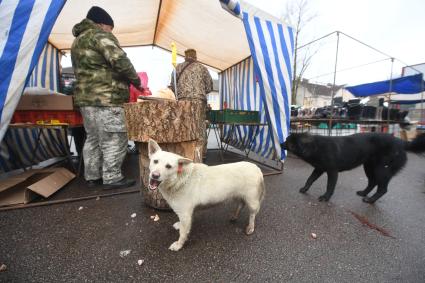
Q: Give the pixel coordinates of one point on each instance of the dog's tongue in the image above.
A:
(153, 184)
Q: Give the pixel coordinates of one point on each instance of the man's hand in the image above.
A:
(140, 88)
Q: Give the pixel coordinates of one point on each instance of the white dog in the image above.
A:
(186, 185)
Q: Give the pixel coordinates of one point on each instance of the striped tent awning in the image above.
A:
(46, 72)
(25, 27)
(263, 83)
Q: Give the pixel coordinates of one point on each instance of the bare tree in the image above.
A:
(297, 14)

──────

• **The problem**
Identify each line in the records above containing the word "Give"; copy those lines.

• **Task solution**
Q: Give the pixel coordinates of one point on each instance of the dog's tongue in the image above.
Q: Give the pixel coordinates of one point on each instance of the man's hand in the image above.
Q: Give the pixel coordinates of one point on each instance of the white dog in the image above.
Q: Give the pixel coordinates of one point on each instance of the striped tent awning in the image above.
Q: Give the pixel coordinates of one point on each instance of the bare tree in the image above.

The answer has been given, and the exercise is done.